EXERCISE REQUIREMENTS: Leave out the images and transcribe the entries below word for word.

━━ DATA EXTRACT

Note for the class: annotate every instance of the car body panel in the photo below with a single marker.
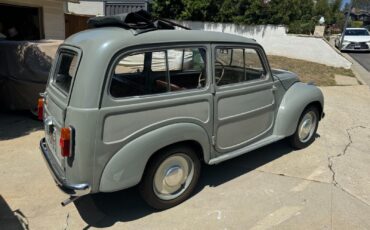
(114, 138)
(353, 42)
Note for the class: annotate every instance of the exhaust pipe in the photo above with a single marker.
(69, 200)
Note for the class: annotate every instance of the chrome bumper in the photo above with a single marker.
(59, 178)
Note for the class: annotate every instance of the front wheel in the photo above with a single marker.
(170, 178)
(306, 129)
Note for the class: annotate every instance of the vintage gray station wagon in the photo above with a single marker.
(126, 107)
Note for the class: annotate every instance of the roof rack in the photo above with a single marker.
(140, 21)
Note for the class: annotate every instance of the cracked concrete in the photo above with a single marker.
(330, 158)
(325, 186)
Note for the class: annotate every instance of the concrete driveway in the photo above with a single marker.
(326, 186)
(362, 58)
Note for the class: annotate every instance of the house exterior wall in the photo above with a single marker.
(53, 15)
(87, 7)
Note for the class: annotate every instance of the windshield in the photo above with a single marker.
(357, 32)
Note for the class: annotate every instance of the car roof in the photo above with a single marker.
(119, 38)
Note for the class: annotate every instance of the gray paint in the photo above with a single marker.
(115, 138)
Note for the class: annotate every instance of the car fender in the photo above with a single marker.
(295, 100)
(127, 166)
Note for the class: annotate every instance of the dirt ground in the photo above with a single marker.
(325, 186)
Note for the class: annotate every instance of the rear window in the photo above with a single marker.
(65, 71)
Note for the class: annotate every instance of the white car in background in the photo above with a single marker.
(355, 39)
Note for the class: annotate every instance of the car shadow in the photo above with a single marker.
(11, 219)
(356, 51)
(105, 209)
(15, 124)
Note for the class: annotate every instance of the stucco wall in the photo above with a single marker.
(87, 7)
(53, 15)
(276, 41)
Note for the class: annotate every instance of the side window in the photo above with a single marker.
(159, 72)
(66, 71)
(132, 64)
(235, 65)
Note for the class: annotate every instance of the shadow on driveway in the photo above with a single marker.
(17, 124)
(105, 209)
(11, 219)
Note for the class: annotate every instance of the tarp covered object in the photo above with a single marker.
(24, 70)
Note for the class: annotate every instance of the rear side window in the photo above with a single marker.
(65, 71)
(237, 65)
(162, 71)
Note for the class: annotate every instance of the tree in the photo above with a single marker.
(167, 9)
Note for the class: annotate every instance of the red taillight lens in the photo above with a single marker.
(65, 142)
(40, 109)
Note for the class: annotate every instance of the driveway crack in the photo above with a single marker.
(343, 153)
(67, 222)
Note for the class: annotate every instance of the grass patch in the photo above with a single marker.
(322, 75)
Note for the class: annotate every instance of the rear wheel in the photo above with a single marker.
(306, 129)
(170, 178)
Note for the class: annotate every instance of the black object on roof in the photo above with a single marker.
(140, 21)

━━━━

YOUR RESPONSE:
Note for the class: annotate every instance of the car body panel in the photo below with a single marker.
(114, 138)
(353, 42)
Note for the class: annotate every instance of the exhaust pipe in the photo above with a single marker.
(69, 200)
Note for the class: annotate every instance of the chrome bumper in the photo above with a single marker.
(59, 178)
Note for the class: annotate every instance of the front wheel in the photo above with a single marker.
(170, 178)
(306, 129)
Note for the class: annotate every instance of the vintage gray station wagon in the photo above with a single marker.
(126, 107)
Note for the class: annotate every instance of the roof rack in the photo above with a single marker.
(140, 21)
Note for the class: annotate every instance of the cracked concrete in the photo above with a single marker.
(330, 158)
(325, 186)
Note for the class: annotate every instance of the concrete driveway in the photo above with a single marker.
(326, 186)
(362, 58)
Note for the class: annotate every instance of the house exterior wall in the photo above with a single marker.
(53, 15)
(87, 7)
Note for the class: annotate every instance of the windshield in the photo above with a single marker.
(357, 32)
Note for the class: annotate every instance of the car roof in the photo above with a single marker.
(119, 38)
Note for the class: annotate every instance of the gray paint in the photo above with a single marker.
(115, 138)
Note for the class: annotate every instance of the car fender in the photo above with a single marker.
(295, 100)
(127, 166)
Note for the class: annotate every instance of the dirt ground in the photo above with a single marker.
(325, 186)
Note for the class: annotate every instance of the rear window in the photo above with a single marker.
(65, 71)
Note for the class: annotate every instance of the white car in background in the photo above with a single marker.
(355, 39)
Note for the class: annotate every instance of the car shadow in the photo above with a single marker.
(11, 219)
(356, 51)
(105, 209)
(15, 124)
Note for the class: annotate every instance of the stucco wall in the photo above with a single marker.
(87, 7)
(53, 15)
(276, 41)
Note for the class: annotate every instance of the side window in the photo above with a single marker.
(159, 72)
(66, 71)
(132, 64)
(235, 65)
Note for the class: annotate every instance of the shadow on driveway in the photo above with a single marker.
(17, 124)
(105, 209)
(11, 219)
Note for the class: annotate every instance of the tarp covered object in the photo above with a single marker.
(24, 70)
Note for the class: annotate every instance of the rear side window in the photo above with a single marker.
(65, 71)
(237, 65)
(162, 71)
Note for the class: annotate every instance of the tree in the photo above with a single marker.
(167, 9)
Note for the class: annotate every instance of the red taillight lens in the photo above with a single marker.
(65, 142)
(40, 109)
Note for the class: annotate every instance of the driveway crack in the photo above with a single marker.
(343, 153)
(67, 222)
Note for the class: annotate every instance of the grass patch in the photo above with a single marker.
(322, 75)
Note for the class: annotate every instance of the rear wheel in the photo above with a single marker.
(306, 129)
(170, 178)
Note for the class: annotate every instance of the black object on roof in the photo above with a single marker.
(140, 21)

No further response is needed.